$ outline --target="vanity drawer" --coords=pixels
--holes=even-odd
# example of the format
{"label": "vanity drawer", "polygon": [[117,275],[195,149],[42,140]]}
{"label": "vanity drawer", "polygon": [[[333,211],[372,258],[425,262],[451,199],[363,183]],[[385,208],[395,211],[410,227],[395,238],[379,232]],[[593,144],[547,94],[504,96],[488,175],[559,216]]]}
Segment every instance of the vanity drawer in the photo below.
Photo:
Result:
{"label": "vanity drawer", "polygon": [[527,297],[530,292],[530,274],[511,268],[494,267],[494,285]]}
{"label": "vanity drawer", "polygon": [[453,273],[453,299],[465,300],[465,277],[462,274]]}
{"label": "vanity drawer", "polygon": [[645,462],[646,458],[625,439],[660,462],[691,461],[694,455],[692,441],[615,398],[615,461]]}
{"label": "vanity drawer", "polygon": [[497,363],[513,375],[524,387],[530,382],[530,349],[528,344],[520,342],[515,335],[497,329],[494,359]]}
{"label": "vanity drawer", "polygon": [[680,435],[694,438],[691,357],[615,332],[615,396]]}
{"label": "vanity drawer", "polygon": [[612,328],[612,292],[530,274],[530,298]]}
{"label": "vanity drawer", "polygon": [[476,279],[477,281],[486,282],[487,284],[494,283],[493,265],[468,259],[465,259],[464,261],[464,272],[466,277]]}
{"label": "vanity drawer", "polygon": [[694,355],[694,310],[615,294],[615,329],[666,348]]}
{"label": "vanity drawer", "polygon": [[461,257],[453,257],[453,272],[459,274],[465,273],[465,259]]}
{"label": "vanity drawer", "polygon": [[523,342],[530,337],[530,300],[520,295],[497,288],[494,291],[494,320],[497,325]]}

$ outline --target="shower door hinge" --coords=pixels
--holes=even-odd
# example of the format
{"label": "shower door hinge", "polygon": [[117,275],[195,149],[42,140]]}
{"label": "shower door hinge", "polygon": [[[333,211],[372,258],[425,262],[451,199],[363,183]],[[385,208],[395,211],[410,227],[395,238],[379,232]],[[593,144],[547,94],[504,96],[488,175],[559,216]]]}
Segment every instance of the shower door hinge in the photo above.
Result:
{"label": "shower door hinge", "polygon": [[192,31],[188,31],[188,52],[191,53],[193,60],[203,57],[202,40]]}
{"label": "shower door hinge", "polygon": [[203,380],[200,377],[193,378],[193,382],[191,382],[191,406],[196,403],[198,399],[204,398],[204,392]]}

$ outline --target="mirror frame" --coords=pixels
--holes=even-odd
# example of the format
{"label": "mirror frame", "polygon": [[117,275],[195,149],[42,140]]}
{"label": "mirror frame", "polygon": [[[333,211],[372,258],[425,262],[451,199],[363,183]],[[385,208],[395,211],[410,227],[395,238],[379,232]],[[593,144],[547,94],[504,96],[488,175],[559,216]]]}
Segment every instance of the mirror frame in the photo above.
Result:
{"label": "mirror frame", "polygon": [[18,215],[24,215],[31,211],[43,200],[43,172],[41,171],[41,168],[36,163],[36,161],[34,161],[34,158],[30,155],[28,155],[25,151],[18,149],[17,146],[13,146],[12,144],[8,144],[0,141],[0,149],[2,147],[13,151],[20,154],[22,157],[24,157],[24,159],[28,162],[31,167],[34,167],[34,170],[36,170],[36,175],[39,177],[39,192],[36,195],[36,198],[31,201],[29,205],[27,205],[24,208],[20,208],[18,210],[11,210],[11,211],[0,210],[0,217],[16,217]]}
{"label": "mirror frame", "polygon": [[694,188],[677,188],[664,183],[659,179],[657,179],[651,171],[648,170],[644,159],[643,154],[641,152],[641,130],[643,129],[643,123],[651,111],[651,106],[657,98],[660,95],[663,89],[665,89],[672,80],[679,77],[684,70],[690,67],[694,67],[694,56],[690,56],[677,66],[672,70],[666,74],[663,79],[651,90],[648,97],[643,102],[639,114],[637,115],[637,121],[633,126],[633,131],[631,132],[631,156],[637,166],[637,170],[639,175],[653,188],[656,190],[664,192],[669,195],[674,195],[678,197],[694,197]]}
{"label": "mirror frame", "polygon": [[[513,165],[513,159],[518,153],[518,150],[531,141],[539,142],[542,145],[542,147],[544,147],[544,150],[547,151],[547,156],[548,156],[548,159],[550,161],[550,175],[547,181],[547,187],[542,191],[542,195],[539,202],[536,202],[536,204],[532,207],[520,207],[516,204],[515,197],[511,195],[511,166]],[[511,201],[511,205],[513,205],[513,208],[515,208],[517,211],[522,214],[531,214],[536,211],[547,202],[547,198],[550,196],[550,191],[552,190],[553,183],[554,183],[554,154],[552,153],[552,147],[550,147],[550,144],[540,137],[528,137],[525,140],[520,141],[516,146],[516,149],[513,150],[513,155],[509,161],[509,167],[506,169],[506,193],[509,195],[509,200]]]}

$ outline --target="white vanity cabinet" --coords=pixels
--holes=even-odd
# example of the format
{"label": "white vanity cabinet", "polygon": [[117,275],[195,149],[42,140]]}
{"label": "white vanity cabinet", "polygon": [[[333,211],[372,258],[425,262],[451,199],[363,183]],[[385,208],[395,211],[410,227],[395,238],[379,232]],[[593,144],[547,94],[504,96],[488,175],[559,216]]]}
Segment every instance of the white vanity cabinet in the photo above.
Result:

★ ★ ★ ★ ★

Write out every entry above, word for word.

$ outline --target="vanity drawer" --coords=pixels
--holes=even-odd
# example of the format
{"label": "vanity drawer", "polygon": [[117,275],[195,149],[42,140]]}
{"label": "vanity drawer", "polygon": [[[333,211],[372,258],[425,262],[451,199],[363,183]],[[385,208],[395,211],[410,227],[395,238],[379,232]],[[593,144],[547,94],[504,96],[488,175],[559,216]]]}
Segment every instance of the vanity drawer in the photo below.
Photo:
Result:
{"label": "vanity drawer", "polygon": [[527,297],[530,292],[530,274],[511,268],[494,267],[494,285]]}
{"label": "vanity drawer", "polygon": [[453,273],[453,299],[465,300],[465,277],[462,274]]}
{"label": "vanity drawer", "polygon": [[645,462],[646,458],[625,439],[660,462],[691,461],[694,455],[692,441],[615,398],[615,461]]}
{"label": "vanity drawer", "polygon": [[497,363],[513,375],[524,387],[530,382],[530,349],[528,344],[520,342],[515,335],[497,329],[494,359]]}
{"label": "vanity drawer", "polygon": [[680,435],[694,438],[691,357],[615,332],[615,396]]}
{"label": "vanity drawer", "polygon": [[612,328],[612,292],[530,274],[530,298]]}
{"label": "vanity drawer", "polygon": [[476,279],[477,281],[486,282],[487,284],[494,283],[493,265],[468,259],[465,259],[464,261],[464,272],[466,277]]}
{"label": "vanity drawer", "polygon": [[694,355],[694,310],[615,294],[615,329],[666,348]]}
{"label": "vanity drawer", "polygon": [[461,257],[453,257],[453,272],[459,274],[465,273],[465,259]]}
{"label": "vanity drawer", "polygon": [[523,342],[530,337],[530,300],[520,295],[497,288],[494,291],[494,320],[497,325]]}

$ outline --target="shower door hinge" --coords=pixels
--holes=even-odd
# example of the format
{"label": "shower door hinge", "polygon": [[117,275],[195,149],[42,140]]}
{"label": "shower door hinge", "polygon": [[[333,211],[372,258],[425,262],[451,199],[363,183]],[[385,208],[395,211],[410,227],[395,238],[379,232]],[[593,144],[547,94],[504,96],[488,175],[559,216]]]}
Segment every instance of the shower door hinge in the photo above.
Result:
{"label": "shower door hinge", "polygon": [[192,31],[188,31],[188,52],[191,53],[193,60],[203,57],[202,40]]}
{"label": "shower door hinge", "polygon": [[203,380],[200,377],[193,378],[193,382],[191,382],[191,406],[196,403],[198,399],[204,398],[204,392]]}

$ outline --target="mirror frame" --coords=pixels
--holes=even-odd
# example of the format
{"label": "mirror frame", "polygon": [[117,275],[195,149],[42,140]]}
{"label": "mirror frame", "polygon": [[[333,211],[372,258],[425,262],[451,199],[363,183]],[[385,208],[395,211],[410,227],[395,238],[379,232]],[[593,144],[547,94],[504,96],[488,175],[559,216]]]}
Segment every instance of the mirror frame in the photo above.
Result:
{"label": "mirror frame", "polygon": [[18,215],[24,215],[31,211],[43,200],[43,172],[41,171],[41,168],[36,163],[36,161],[34,161],[34,158],[30,155],[28,155],[25,151],[18,149],[17,146],[13,146],[12,144],[8,144],[0,141],[0,149],[2,147],[13,151],[20,154],[22,157],[24,157],[24,159],[28,162],[31,167],[34,167],[34,170],[36,170],[36,175],[39,177],[39,192],[36,195],[36,198],[31,201],[29,205],[27,205],[24,208],[20,208],[18,210],[11,210],[11,211],[0,210],[0,217],[16,217]]}
{"label": "mirror frame", "polygon": [[694,188],[677,188],[664,183],[659,179],[657,179],[651,171],[648,170],[644,159],[643,154],[641,152],[641,130],[643,129],[643,123],[651,111],[651,106],[657,98],[660,95],[663,89],[665,89],[672,80],[679,77],[684,70],[690,67],[694,67],[694,56],[690,56],[677,66],[672,70],[666,74],[663,79],[651,90],[648,97],[643,102],[639,114],[637,115],[637,121],[633,126],[633,131],[631,132],[631,156],[637,166],[637,170],[639,175],[653,188],[656,190],[664,192],[669,195],[674,195],[678,197],[694,197]]}
{"label": "mirror frame", "polygon": [[[513,165],[513,159],[518,153],[518,150],[531,141],[539,142],[542,145],[542,147],[544,147],[544,150],[547,151],[547,156],[548,156],[548,159],[550,161],[550,175],[547,181],[547,187],[542,191],[542,195],[539,202],[536,202],[536,204],[532,207],[520,207],[516,204],[515,197],[511,195],[511,166]],[[511,201],[511,205],[513,205],[513,208],[515,208],[517,211],[522,214],[531,214],[536,211],[547,202],[547,198],[550,196],[550,191],[552,190],[553,183],[554,183],[554,154],[552,153],[552,147],[550,147],[550,144],[540,137],[528,137],[525,140],[520,141],[516,146],[516,149],[513,150],[513,155],[509,161],[509,167],[506,169],[506,193],[509,195],[509,200]]]}

$ outline --target="white vanity cabinet" --coords=pixels
--holes=even-odd
# example of the format
{"label": "white vanity cabinet", "polygon": [[117,275],[195,149],[42,140]]}
{"label": "white vanity cabinet", "polygon": [[[333,211],[372,258],[425,262],[451,199],[363,183]],[[385,208],[395,211],[410,227],[395,238],[379,232]],[[593,144],[547,94],[504,96],[488,175],[559,216]]]}
Segment every instance of the white vanity cabinet in the photo above.
Result:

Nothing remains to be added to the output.